■ **Goal of the exercise**
Starting at the line that contains "the bottle neck." and ending at the last line of the listing below, copy those lines out word for word. Leave the pictures out.

■ **Data provided**

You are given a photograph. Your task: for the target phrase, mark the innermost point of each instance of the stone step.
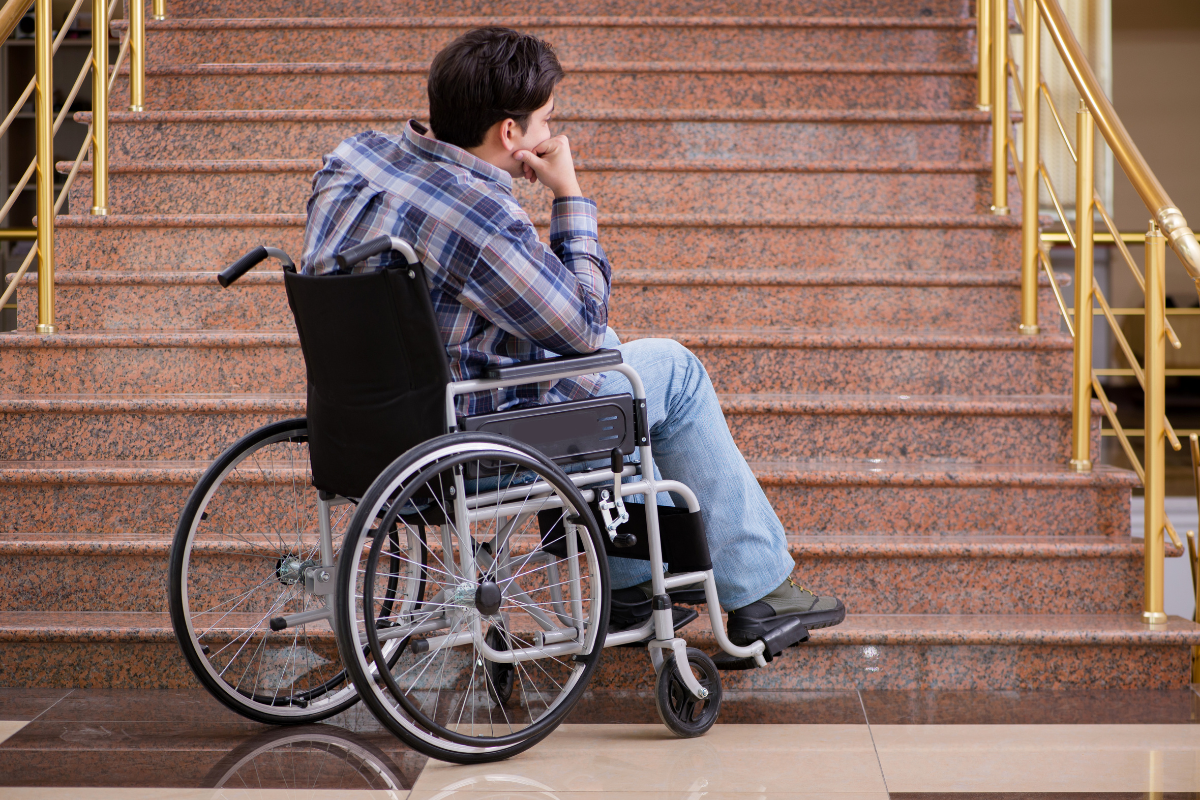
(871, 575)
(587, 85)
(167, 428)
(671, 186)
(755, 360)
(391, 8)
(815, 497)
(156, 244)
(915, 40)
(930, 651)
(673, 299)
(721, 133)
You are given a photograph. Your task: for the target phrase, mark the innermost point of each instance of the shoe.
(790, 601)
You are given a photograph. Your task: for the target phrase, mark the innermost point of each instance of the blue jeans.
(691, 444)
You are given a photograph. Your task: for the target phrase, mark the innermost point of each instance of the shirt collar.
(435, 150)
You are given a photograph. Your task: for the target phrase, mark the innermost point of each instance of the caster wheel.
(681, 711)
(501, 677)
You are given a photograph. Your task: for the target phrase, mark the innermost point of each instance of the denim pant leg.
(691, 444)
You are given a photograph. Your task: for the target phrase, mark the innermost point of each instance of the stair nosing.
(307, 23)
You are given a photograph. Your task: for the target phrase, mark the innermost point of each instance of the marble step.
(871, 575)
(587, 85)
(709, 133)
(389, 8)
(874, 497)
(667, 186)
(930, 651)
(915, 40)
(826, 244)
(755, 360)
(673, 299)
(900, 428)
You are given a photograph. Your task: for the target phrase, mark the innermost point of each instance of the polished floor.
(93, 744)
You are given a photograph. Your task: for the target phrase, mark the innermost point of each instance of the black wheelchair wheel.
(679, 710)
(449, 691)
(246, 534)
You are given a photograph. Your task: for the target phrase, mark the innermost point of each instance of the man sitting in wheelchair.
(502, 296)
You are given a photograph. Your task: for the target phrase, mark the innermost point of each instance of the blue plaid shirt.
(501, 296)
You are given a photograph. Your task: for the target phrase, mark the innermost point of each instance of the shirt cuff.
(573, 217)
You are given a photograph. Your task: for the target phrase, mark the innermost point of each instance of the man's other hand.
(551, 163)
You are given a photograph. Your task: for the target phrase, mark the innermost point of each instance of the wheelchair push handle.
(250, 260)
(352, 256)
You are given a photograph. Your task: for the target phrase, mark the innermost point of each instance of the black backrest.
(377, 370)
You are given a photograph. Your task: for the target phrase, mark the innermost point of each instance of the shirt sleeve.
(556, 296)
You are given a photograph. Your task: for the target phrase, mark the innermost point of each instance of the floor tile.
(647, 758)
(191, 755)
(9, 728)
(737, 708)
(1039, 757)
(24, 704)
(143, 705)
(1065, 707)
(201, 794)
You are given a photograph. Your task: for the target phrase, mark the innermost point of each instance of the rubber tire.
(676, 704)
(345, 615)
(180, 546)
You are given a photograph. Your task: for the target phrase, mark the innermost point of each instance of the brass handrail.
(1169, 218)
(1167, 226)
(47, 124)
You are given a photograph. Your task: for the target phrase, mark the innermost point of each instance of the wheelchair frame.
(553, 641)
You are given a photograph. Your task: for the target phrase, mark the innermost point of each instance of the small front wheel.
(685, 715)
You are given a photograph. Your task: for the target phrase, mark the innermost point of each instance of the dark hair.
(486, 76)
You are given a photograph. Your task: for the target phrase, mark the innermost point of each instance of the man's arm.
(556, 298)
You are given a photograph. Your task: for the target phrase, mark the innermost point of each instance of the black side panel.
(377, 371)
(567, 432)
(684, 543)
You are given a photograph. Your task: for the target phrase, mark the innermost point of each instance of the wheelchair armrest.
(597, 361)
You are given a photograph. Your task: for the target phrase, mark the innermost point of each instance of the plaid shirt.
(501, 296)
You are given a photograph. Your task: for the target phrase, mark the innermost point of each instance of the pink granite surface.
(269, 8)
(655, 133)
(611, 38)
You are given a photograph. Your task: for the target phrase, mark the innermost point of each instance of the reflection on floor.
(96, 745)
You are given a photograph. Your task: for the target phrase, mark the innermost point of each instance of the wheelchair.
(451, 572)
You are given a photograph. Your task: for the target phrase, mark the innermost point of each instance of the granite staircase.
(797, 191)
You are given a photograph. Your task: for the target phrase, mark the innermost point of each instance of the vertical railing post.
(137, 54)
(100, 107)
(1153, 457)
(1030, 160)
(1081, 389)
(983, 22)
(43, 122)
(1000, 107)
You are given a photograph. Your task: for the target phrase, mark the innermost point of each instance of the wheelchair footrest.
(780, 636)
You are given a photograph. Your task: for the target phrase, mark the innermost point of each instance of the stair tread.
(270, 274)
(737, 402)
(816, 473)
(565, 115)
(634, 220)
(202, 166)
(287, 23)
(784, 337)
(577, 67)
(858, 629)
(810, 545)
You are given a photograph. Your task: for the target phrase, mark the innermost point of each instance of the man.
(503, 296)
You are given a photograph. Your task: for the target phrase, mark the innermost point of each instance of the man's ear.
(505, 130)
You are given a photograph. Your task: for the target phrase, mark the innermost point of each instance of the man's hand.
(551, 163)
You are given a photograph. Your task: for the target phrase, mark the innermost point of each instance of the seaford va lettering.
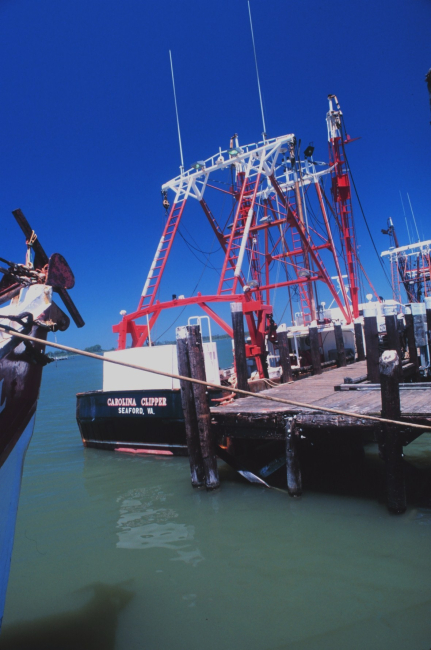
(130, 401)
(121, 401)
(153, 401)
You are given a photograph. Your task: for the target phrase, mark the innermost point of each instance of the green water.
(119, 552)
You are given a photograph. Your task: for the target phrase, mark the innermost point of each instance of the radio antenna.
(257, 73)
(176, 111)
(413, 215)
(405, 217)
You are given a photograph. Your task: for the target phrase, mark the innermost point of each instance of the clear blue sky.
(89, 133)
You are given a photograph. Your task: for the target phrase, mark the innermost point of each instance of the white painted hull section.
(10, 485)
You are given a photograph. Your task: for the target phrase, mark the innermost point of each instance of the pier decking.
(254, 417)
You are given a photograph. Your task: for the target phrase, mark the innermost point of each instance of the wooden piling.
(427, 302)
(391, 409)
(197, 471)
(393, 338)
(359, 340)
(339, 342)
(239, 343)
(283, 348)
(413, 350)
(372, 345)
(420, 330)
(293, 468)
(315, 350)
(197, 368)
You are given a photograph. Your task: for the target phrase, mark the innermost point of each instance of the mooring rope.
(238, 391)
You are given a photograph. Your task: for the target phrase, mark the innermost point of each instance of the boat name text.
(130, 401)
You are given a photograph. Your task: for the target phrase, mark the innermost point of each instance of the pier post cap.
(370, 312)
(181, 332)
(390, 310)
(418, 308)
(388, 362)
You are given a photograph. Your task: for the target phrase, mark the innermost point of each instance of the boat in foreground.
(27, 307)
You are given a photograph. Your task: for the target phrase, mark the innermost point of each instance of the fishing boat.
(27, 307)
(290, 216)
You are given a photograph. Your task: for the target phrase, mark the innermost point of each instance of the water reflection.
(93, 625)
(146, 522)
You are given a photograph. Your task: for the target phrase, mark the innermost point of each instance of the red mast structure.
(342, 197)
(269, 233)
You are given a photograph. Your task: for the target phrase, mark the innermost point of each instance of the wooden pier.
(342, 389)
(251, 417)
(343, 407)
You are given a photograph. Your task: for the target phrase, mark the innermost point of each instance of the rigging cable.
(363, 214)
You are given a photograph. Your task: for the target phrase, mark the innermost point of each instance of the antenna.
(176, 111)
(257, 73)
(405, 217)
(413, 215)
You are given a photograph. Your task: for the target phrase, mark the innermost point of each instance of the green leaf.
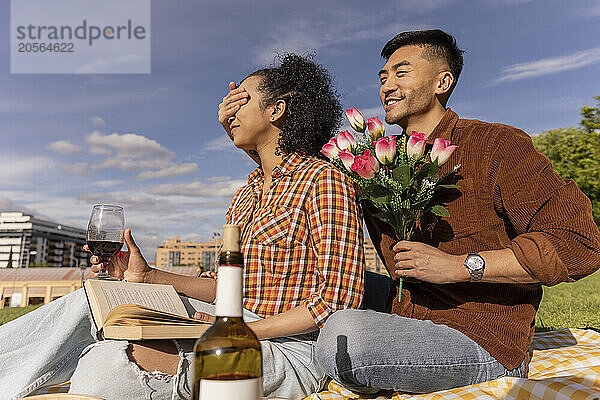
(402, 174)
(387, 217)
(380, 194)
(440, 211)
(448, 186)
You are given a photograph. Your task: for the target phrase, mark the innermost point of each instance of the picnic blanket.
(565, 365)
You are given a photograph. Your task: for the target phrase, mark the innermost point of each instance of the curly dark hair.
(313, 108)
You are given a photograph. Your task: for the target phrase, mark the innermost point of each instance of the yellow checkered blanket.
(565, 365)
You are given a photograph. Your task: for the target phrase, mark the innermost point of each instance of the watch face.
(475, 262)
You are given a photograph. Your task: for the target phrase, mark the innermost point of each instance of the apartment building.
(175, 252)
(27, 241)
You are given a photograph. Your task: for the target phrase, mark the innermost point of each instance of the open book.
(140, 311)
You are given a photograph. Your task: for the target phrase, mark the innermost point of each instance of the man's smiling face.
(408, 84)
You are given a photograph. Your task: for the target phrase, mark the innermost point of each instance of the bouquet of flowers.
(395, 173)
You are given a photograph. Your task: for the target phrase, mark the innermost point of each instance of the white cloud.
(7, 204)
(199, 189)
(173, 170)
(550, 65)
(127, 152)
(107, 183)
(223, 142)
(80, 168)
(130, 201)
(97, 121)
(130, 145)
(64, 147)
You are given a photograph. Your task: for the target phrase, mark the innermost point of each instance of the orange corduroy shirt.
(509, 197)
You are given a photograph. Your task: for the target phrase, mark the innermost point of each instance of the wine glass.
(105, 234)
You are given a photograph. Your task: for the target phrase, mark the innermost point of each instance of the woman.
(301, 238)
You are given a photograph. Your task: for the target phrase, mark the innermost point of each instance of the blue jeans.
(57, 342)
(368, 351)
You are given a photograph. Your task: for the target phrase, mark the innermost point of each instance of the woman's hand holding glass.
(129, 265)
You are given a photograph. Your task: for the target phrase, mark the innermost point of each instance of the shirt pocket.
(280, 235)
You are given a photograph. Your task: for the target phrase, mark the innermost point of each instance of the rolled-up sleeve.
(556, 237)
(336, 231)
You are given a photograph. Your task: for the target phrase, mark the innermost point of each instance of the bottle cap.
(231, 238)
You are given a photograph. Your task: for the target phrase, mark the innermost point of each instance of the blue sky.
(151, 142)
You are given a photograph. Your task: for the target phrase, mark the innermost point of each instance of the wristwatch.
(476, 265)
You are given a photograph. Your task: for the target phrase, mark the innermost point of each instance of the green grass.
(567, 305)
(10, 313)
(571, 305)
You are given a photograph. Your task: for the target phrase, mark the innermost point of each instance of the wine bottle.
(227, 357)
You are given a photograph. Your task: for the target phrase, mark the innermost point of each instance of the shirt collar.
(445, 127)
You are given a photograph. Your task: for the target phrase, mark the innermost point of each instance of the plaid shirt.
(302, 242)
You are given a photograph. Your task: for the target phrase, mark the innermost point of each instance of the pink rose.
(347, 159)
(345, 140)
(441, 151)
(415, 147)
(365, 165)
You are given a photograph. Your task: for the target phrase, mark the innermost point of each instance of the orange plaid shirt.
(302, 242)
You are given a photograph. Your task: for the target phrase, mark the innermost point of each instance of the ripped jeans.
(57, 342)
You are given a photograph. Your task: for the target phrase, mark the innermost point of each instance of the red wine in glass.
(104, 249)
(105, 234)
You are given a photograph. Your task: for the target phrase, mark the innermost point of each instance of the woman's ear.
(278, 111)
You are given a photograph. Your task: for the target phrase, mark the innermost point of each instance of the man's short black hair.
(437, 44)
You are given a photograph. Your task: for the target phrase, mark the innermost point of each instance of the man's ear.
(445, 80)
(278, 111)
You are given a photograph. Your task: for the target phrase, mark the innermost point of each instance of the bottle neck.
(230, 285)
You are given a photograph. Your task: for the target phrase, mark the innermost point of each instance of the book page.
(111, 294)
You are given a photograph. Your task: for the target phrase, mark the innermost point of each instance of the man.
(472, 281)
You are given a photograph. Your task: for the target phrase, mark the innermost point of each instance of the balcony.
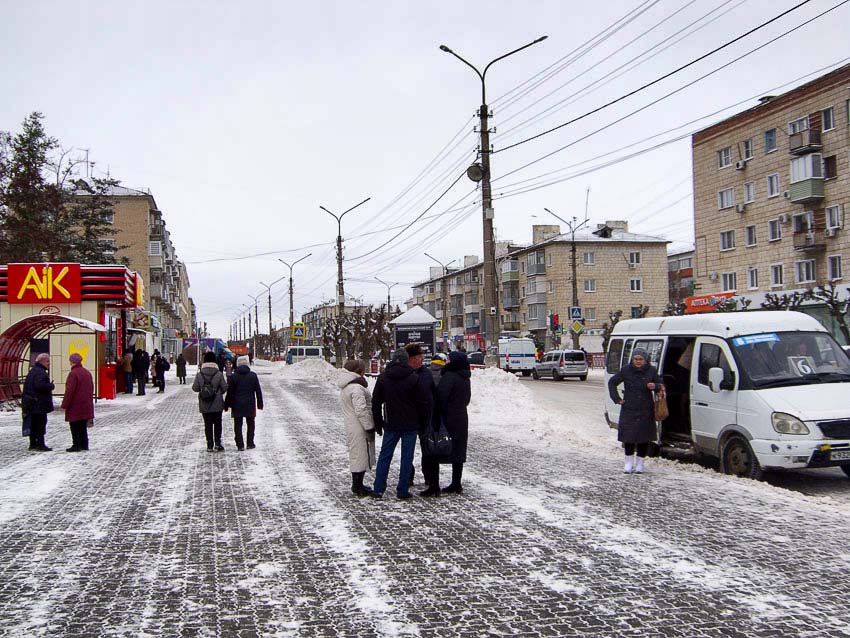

■ **Task output**
You are given a photograph. Your task: for the target phrase, mark the innermost point of each instance of the bottle neck.
(230, 285)
You are given a photograph. Your task: for the target phrase, mark the innermost point of each instance of the book page.
(111, 294)
You are given a photograph. Your task: for the target phrase, mark the innermost point of each instance of the man.
(472, 281)
You are given a photograph. Your task: for the target phrase, mark the innermost point of each instance of the balcony.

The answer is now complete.